Top of Data
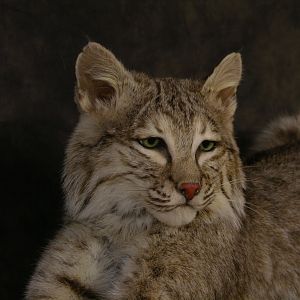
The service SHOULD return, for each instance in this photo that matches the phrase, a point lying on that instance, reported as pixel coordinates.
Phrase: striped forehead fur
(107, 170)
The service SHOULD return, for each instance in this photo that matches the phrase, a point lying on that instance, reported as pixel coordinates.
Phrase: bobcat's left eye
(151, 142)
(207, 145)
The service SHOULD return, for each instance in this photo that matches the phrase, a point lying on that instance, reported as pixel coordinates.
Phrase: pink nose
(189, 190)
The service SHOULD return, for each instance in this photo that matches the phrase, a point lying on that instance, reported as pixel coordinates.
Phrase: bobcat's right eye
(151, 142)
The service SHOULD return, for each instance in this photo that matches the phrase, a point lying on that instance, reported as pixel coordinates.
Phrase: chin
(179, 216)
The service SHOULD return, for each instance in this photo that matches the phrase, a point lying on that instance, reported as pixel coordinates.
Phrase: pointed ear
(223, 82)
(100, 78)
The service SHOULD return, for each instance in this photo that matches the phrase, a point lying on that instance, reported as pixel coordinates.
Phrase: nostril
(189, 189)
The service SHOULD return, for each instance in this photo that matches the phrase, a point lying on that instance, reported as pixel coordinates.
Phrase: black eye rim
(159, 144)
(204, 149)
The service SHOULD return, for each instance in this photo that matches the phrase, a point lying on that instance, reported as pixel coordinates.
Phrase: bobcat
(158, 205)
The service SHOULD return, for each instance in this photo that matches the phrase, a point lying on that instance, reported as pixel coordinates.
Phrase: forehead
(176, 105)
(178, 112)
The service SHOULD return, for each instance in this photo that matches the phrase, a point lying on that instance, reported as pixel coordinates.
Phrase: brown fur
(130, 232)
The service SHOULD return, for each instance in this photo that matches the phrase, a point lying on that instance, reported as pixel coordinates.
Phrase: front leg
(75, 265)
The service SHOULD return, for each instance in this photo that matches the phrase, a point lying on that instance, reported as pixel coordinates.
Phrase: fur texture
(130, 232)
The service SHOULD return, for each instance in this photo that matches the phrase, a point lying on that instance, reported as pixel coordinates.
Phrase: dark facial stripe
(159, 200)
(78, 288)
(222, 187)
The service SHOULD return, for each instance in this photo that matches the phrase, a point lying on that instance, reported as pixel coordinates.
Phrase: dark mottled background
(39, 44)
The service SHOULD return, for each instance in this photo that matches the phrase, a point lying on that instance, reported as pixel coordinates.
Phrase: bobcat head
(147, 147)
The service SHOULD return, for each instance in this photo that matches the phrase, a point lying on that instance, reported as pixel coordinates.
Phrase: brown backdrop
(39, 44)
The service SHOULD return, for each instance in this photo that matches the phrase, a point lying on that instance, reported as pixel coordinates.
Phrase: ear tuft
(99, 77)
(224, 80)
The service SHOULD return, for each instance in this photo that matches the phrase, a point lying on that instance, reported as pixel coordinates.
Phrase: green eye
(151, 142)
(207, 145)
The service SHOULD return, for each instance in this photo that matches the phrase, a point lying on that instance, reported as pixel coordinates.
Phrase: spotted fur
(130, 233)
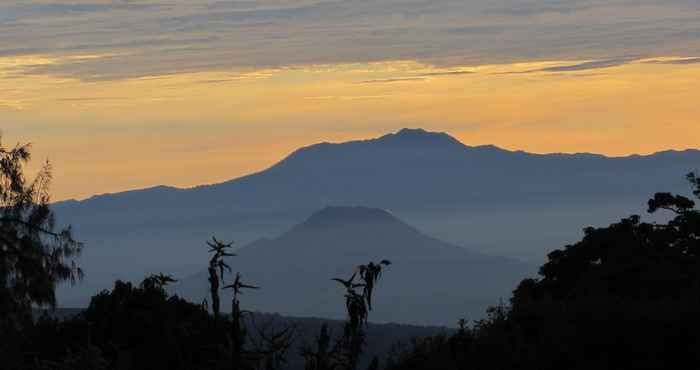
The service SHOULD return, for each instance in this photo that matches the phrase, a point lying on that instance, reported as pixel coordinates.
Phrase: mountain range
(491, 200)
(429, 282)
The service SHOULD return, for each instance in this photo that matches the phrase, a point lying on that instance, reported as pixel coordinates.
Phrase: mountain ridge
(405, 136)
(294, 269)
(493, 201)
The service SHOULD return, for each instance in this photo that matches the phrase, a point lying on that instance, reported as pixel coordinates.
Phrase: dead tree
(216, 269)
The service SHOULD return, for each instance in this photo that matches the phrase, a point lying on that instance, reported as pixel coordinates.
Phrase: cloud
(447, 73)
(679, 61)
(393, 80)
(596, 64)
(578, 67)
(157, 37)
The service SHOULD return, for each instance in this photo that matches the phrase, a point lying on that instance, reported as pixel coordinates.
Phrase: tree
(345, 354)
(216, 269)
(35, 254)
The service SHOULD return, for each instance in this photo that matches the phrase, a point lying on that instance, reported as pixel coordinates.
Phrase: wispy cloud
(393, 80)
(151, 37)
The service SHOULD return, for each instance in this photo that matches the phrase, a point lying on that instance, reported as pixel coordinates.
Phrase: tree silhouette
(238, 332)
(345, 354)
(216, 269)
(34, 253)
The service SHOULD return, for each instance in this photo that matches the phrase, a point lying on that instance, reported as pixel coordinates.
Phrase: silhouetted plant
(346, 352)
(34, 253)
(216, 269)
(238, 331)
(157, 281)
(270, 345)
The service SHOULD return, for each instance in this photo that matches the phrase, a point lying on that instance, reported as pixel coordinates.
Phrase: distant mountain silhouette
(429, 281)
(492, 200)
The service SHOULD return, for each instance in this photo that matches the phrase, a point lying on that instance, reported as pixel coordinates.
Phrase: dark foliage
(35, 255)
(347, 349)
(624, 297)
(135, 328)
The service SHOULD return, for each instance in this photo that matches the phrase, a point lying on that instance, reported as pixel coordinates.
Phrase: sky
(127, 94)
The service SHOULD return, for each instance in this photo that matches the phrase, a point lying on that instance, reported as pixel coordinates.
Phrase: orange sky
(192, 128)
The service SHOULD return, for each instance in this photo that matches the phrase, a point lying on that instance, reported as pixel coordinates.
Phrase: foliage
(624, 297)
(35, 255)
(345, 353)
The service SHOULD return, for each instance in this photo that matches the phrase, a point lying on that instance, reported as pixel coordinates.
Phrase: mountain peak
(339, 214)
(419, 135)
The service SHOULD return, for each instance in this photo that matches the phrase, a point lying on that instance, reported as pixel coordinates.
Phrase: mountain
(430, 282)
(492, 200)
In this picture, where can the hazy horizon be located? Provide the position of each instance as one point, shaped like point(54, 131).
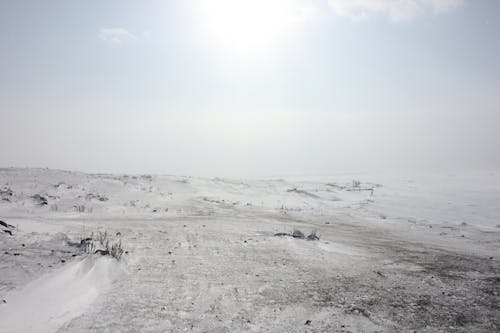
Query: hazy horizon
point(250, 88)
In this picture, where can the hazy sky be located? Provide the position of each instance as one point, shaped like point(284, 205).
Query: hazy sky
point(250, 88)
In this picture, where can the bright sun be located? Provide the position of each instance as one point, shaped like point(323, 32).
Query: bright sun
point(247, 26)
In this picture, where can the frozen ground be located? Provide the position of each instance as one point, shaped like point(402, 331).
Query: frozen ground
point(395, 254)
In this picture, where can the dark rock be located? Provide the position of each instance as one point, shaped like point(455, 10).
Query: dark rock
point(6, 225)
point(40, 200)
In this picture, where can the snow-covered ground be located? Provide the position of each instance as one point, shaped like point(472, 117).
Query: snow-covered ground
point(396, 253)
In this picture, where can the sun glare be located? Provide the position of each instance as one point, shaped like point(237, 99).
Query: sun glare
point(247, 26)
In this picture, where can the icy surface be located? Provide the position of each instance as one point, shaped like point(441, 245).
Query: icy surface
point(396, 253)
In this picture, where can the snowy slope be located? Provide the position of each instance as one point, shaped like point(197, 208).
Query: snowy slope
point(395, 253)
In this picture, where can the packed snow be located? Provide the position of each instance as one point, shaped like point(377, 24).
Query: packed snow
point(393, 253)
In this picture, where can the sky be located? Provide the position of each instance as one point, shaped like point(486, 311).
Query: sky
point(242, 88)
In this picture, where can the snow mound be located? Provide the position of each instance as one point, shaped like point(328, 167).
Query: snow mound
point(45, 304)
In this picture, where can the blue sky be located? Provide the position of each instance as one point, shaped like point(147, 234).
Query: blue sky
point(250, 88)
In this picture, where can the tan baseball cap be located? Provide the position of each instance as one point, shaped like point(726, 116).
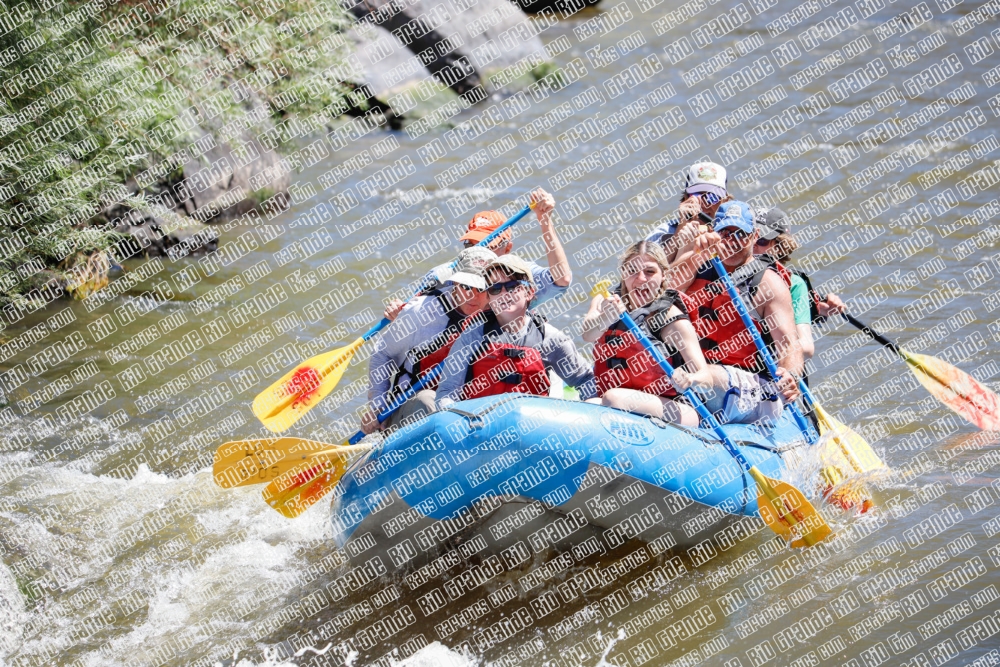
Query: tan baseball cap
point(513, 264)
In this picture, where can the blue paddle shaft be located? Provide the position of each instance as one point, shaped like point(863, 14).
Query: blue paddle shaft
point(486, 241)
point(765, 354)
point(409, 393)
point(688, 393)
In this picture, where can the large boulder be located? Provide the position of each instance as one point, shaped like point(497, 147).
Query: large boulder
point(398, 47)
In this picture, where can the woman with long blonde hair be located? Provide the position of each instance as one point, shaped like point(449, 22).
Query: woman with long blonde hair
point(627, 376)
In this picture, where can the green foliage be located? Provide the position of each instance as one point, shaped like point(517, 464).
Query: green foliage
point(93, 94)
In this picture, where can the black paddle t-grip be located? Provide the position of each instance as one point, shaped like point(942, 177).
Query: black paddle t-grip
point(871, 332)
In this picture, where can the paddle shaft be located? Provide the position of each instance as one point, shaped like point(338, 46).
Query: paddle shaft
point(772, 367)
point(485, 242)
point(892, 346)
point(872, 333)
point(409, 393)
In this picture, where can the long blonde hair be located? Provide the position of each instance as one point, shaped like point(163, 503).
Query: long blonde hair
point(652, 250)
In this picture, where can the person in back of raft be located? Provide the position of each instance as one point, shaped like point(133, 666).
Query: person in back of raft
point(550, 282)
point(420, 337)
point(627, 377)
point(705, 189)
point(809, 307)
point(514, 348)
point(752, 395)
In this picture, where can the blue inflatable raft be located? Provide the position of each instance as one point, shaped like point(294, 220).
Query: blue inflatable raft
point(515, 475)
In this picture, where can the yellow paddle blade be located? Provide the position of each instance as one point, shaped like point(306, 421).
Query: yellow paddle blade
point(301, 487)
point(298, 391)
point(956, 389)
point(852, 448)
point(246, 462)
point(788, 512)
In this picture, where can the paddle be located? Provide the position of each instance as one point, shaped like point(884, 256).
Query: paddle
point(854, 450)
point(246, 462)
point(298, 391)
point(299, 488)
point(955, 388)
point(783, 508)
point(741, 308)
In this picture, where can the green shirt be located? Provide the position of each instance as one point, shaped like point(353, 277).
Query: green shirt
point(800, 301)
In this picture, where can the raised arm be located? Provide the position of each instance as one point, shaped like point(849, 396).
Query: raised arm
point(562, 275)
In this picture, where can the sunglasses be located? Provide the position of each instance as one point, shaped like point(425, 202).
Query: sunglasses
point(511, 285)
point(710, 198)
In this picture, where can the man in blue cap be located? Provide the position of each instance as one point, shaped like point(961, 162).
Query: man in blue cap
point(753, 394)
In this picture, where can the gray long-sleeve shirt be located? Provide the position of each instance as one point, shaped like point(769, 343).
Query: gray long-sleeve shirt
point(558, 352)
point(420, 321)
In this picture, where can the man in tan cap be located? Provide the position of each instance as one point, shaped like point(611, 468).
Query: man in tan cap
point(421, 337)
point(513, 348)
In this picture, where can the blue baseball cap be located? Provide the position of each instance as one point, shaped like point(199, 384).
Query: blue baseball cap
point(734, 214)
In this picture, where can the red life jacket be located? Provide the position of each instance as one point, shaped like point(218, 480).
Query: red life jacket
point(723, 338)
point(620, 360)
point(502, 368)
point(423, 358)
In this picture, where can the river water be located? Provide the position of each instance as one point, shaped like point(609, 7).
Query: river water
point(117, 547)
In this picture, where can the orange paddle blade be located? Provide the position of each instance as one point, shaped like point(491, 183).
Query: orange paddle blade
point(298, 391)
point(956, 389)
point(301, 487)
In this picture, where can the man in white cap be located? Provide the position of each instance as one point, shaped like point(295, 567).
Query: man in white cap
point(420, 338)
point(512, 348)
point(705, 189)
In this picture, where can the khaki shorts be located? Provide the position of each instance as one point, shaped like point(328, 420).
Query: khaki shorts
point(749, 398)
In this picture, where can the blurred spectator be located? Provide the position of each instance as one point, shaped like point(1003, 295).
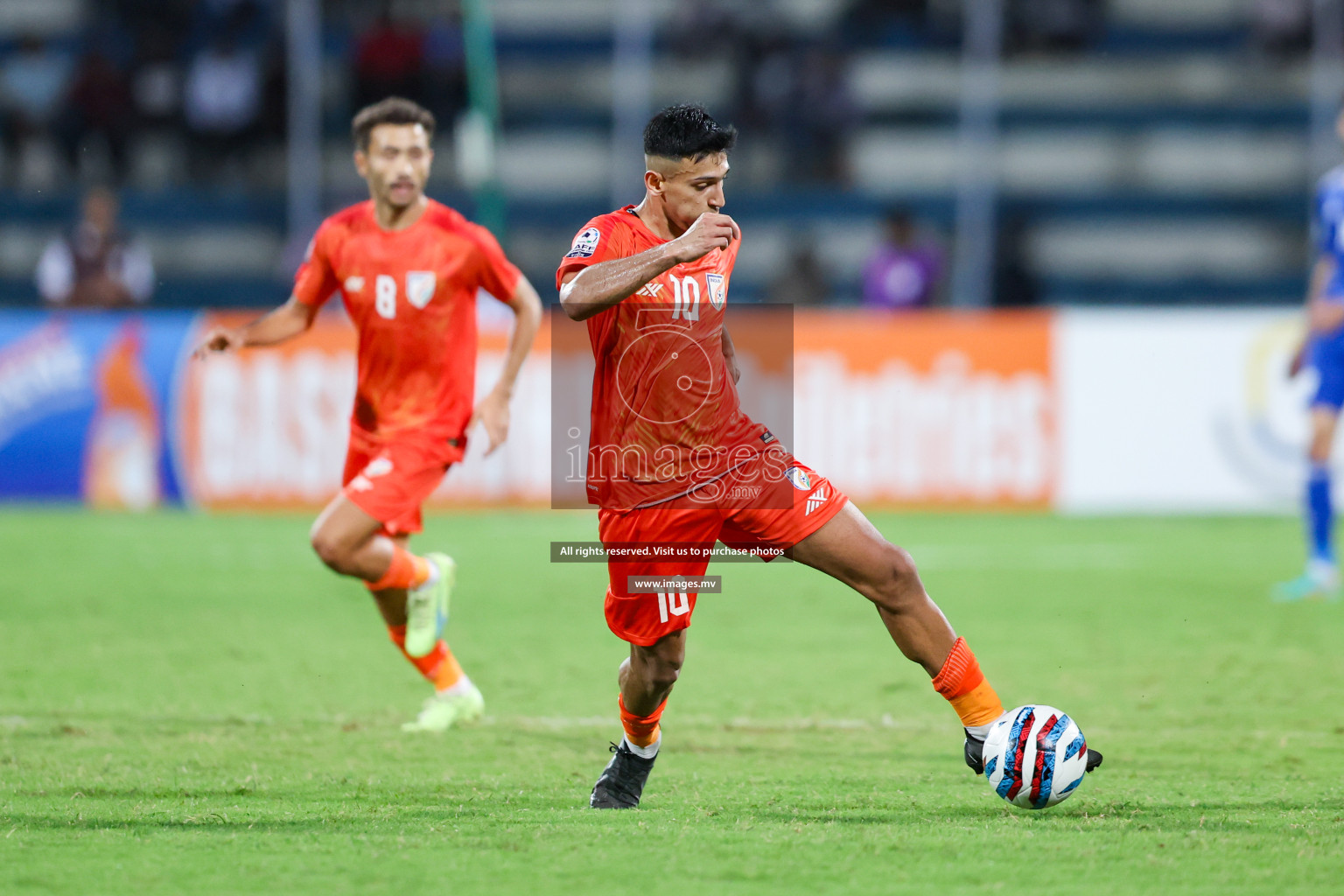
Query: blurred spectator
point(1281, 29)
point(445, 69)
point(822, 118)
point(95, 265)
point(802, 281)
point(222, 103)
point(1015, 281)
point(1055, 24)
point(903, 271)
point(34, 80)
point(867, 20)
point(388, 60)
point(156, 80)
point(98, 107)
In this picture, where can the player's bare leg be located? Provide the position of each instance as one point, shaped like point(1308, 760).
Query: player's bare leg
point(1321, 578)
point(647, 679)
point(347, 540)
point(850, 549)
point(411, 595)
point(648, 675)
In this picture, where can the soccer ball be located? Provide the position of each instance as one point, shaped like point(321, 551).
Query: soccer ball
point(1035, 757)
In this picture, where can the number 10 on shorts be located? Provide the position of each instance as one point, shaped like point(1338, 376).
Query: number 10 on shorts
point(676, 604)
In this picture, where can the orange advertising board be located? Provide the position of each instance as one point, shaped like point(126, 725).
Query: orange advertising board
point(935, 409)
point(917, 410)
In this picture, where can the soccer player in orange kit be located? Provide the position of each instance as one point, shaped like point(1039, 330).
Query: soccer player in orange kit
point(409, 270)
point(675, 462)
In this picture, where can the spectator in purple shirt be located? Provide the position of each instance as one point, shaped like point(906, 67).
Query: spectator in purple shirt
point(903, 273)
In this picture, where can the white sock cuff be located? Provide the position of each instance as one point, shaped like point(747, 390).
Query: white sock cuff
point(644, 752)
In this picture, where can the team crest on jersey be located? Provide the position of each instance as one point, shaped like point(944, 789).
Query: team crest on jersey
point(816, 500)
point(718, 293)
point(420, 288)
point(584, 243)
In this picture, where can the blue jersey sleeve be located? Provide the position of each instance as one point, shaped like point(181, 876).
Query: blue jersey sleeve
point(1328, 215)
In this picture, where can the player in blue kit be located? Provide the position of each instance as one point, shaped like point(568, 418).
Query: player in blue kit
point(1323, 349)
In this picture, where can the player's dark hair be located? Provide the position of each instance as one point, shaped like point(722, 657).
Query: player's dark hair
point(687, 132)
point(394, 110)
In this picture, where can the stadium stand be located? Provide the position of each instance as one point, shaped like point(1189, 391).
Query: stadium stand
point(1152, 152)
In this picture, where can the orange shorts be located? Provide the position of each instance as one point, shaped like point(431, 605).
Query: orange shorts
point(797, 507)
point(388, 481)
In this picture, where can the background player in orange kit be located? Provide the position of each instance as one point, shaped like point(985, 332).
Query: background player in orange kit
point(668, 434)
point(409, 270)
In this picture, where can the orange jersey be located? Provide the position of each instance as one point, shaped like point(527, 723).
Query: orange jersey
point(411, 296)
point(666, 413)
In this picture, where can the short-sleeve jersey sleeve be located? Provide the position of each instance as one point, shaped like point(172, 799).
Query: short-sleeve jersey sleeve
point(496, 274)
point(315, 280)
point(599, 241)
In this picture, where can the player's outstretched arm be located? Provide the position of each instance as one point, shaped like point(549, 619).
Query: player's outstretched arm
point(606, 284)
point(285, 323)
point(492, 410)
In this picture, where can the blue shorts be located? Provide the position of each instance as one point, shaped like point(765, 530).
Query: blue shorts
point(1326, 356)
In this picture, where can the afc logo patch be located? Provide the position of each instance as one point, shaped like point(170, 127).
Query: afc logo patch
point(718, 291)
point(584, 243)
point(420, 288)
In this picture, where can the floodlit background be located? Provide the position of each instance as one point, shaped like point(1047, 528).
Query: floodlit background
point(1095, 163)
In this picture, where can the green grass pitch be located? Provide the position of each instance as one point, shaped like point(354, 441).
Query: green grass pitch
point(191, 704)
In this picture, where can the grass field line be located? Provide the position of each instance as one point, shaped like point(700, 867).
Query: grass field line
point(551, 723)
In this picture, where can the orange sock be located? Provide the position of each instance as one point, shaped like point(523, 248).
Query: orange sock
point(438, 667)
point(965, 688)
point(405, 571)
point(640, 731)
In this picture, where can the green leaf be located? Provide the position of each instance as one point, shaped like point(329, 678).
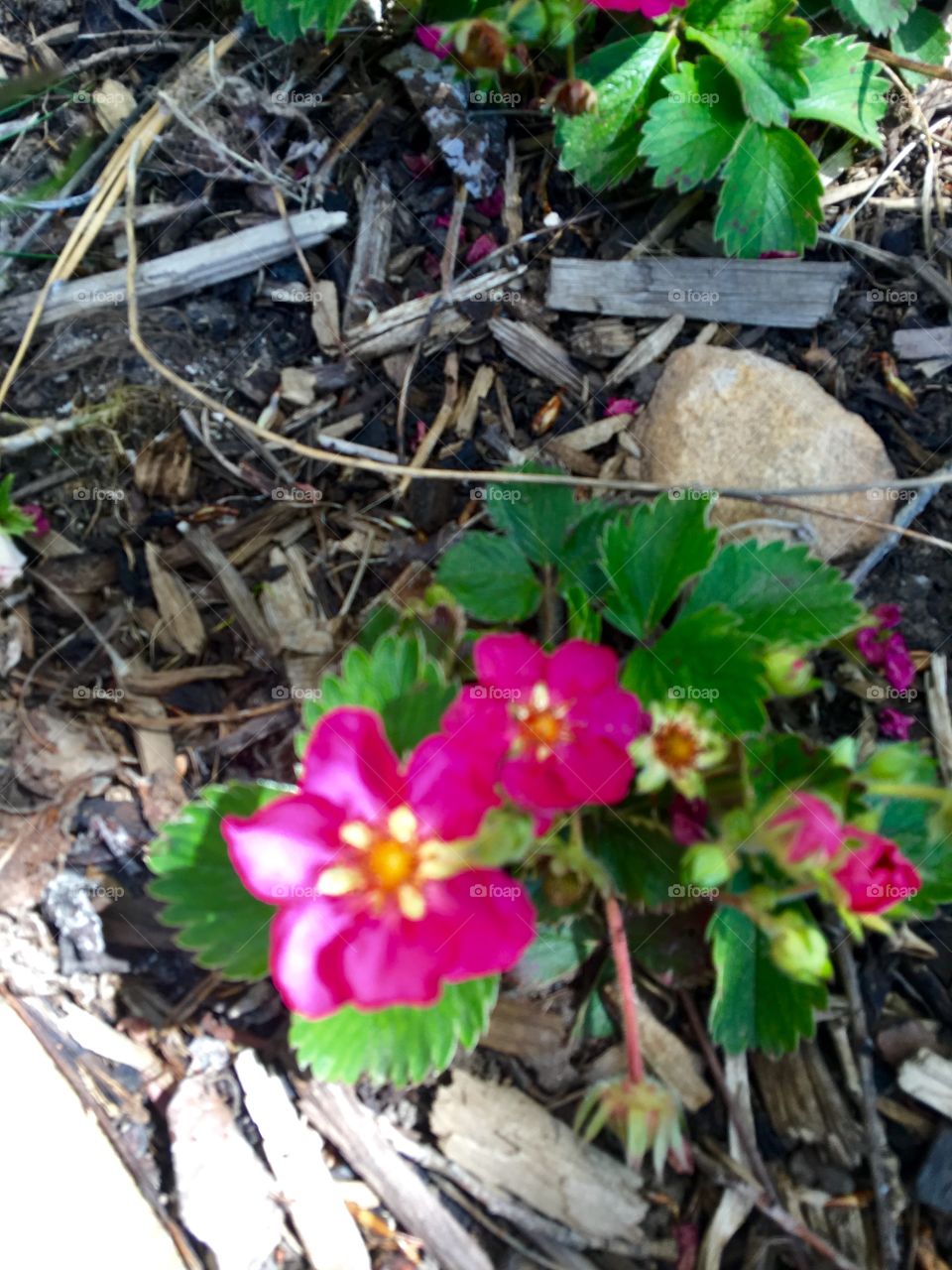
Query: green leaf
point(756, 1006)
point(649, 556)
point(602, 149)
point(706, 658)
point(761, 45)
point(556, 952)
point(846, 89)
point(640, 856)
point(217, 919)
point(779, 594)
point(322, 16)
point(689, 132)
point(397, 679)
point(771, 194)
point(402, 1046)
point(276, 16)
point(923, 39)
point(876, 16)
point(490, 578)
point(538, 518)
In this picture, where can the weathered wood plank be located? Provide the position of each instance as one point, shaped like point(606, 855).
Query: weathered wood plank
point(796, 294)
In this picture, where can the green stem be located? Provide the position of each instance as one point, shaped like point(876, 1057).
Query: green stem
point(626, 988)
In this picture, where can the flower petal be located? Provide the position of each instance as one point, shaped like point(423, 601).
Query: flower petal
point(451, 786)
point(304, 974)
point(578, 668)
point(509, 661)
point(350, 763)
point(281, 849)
Bottom of Data
Task requirements ▸ Your task is to restate, word for word, only those lines above that fall between the line holding "In this picture, where can the person" and the line holding "In this picture, where can the yellow", inclusive.

Answer section ▸
In this picture, where can the person in back of raft be located? Provide the position of each instance as one point, shaped like point(133, 666).
Query: person in back of raft
point(550, 282)
point(420, 337)
point(627, 377)
point(705, 189)
point(809, 307)
point(514, 348)
point(752, 395)
In this picture, where can the blue inflatable raft be located? Provide the position of each instance as one point, shaped like point(294, 220).
Query: blue inflatable raft
point(515, 475)
In this picture, where can the yellow paddle blade be located? Provide the position of each instance as one point, shaped like point(306, 421).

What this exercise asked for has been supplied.